◆ ABOUT THIS EXERCISE
Return the passage of the leadership insights article starting with "Insight #3: Success" and going on through "with you—and why?", copied word for word.

---------- SOURCE DOCUMENT

Three Leadership Insights You Need to Know
There’s all kinds of intriguing research, studies and cool facts about business, leadership and performance management today. But who has time to sit around and surf the web for what’s relevant to read? Given that our focus at MAP is directly tied to those topics and the likelihood that you, as a leader or manager yourself, find those subjects important to your ability to succeed, we’ve done the busy work for you. Here are three powerful nuggets mined from recent leadership reports and news. Use these insights to power up the productivity of you, your teams and your organization at large.
Three insights for greater productivity and performance:
Insight #1: Performance Management “Redesign” Is All The Rage
Across all industries and throughout the world, organizations are recognizing the importance of effective performance management, doing complete overhauls for greater efficacy and performance. According to Deloitte’s latest “2017 Global Human Capital Trends,” a report that draws upon the feedback from approximately 10,000 organizations and HR leaders worldwide, changes are being made from top to bottom, everything from how they approach goal setting to managing evaluations, incentives, rewards and more. According to the feedback, 79% of executives view such redesigns as a high priority. In addition, organizations in this study (compared to those surveyed in 2015) are, on average, about 10% more capable of making the desired changes, focusing most efforts on “retraining to implementing agile, developmental management approaches.” Of note, of those organizations adopting or sharpening performance management efforts, the impacts have been significant. The study reports “90% of companies that have redesigned their performance management see direct improvements in engagement, 96% say the processes are simpler, and 83% say they see the quality of conversations between employees and managers is going up.”
Insight #2: A Toxic Boss Can Turn Employees Into Bullies
Everyone knows toxic bosses can wreak havoc for their direct reports. But a recent bit of research, which looked at exactly what employees feel and do when under the direction of a toxic boss (allegedly 20% of top corporate bosses), points out some alarming conclusions. A research team from the University of Manchester and published by the British Psychological Society surveyed 1,200 people on the topic. No surprise, what they found is when people worked under someone who displayed narcissistic or psychopathic traits (e.g., coldness, Machiavellian tendencies, long-term manipulation, impulsivity, etc.), employees’ wellbeing suffered. But perhaps more alarming is that there were also higher incidents of “counter-productive work behavior,” including bullying by the very people working under that toxic boss. At MAP, we talk about how exemplary, healthy and highly disciplined leadership must always come from the top down. The best leaders learn to recognize the professional (and personal) habits they need to change—then do it. They’re also not afraid to ask themselves, “Could I be the problem?” when employee engagement suffers or evidence surfaces of actively disengaged employees. Get more details on the study here.
Insight #3: Success Isn’t All About Capital
Think of what your business needs, and “money” likely pops into mind. But let’s face it, there are other resources that matter and upon which productivity, results and financial reward depend. As pointed out by Bain & Co. in this compelling infographic, “Your Scarcest Resources,” what organizations really need to succeed is “productive power,” which depends on three vital resources: time, talent and energy. With ample time, the right people on board in the right positions, and high levels of employee engagement and motivation, the level of your organization productive power can soar and results, reward and, yes, even capital will likely follow. Ensure your business’s productive power is amped up to the max, creating and sustaining a wealth of these valuable resources.
Which of these three insights strikes a chord with you—and why?

--------------------
---------- EXTRACTED RECORDS

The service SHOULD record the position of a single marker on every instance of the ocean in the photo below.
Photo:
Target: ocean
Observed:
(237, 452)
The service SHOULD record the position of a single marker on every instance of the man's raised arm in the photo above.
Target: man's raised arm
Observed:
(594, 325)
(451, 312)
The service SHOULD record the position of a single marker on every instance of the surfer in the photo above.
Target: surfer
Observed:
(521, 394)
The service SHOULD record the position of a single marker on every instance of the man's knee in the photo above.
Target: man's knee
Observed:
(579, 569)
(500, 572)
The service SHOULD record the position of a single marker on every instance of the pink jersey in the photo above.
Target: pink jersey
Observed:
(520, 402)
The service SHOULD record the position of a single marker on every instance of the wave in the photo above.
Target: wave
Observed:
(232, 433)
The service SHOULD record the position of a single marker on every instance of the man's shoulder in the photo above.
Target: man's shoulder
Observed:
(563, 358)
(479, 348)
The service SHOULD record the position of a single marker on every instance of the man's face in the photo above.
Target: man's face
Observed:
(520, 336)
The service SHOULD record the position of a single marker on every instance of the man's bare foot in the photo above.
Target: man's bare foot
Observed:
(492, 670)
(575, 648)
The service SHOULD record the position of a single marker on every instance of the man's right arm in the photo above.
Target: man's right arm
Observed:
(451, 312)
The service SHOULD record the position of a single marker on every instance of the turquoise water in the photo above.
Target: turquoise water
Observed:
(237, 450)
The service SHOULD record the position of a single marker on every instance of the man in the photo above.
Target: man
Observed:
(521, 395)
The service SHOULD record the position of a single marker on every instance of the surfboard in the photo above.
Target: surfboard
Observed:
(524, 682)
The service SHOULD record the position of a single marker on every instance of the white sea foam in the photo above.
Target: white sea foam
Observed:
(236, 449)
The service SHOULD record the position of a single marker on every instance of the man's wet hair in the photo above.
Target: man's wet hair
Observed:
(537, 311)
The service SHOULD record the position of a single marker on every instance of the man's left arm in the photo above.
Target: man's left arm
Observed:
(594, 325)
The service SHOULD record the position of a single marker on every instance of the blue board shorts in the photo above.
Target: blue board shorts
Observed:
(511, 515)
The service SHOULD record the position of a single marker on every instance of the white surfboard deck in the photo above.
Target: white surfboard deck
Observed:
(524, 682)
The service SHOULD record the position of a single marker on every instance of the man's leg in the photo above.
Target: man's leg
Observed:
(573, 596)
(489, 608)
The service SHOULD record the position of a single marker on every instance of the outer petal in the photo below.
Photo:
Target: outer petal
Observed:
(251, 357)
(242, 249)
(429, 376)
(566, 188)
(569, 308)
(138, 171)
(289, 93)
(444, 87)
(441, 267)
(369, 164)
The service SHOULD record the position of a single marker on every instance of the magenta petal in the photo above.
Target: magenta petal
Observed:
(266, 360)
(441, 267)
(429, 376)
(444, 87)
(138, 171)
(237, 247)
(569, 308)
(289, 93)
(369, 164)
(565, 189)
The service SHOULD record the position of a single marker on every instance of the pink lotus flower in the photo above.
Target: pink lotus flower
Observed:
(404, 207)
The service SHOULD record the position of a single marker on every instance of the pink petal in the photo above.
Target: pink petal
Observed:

--------------------

◆ EXERCISE SOLUTION
Insight #3: Success Isn’t All About Capital
Think of what your business needs, and “money” likely pops into mind. But let’s face it, there are other resources that matter and upon which productivity, results and financial reward depend. As pointed out by Bain & Co. in this compelling infographic, “Your Scarcest Resources,” what organizations really need to succeed is “productive power,” which depends on three vital resources: time, talent and energy. With ample time, the right people on board in the right positions, and high levels of employee engagement and motivation, the level of your organization productive power can soar and results, reward and, yes, even capital will likely follow. Ensure your business’s productive power is amped up to the max, creating and sustaining a wealth of these valuable resources.
Which of these three insights strikes a chord with you—and why?